Aim of the task:
Rewrite every line of the records below as a JSON list of strings with one string per line. Leave out any blank lines.

Collection entries:
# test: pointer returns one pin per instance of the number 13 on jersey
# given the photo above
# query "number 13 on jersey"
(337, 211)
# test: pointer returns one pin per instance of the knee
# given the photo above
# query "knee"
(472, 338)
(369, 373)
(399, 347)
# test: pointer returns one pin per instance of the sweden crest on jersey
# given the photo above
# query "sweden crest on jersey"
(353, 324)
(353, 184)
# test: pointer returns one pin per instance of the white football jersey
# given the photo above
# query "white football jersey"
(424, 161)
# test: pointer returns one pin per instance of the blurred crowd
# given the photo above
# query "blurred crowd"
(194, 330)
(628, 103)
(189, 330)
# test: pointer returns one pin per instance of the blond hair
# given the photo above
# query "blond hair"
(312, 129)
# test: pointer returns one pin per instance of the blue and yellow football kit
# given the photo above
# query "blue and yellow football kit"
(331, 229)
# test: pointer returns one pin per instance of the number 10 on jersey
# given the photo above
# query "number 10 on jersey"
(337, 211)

Result below:
[
  "# test: pointer returns one pin per instance of the number 13 on jersey",
  "# given the photo above",
  "# query \"number 13 on jersey\"",
  "(337, 211)",
  "# test: pointer returns one pin per instance of the knee",
  "# given the photo above",
  "# query \"knee\"",
  "(472, 338)",
  "(369, 373)",
  "(399, 347)",
  "# test: pointer returns one pin per instance of the sweden crest on jersey",
  "# given the photo above",
  "# query \"sweden crest on jersey\"",
  "(353, 324)",
  "(353, 184)",
  "# test: pointer returns one pin per instance of the white football jersey",
  "# given the photo above",
  "# query \"white football jersey\"",
  "(424, 161)",
  "# test: pointer returns one pin per instance of the blurred crowd",
  "# given the photo above",
  "# query \"blurred crowd\"",
  "(194, 330)",
  "(628, 103)",
  "(189, 330)",
  "# test: pointer returns one pin per instance of the blond hair",
  "# given the photo above",
  "# query \"blond hair\"",
  "(312, 129)",
  "# test: pointer returns one pin per instance of the blue and yellow football kit",
  "# given the photo above",
  "# query \"blue and yellow football kit\"",
  "(331, 229)",
  "# test: pointer returns one pin per instance of the number 10 on jersey",
  "# given the photo above",
  "# query \"number 10 on jersey\"",
  "(337, 211)"
]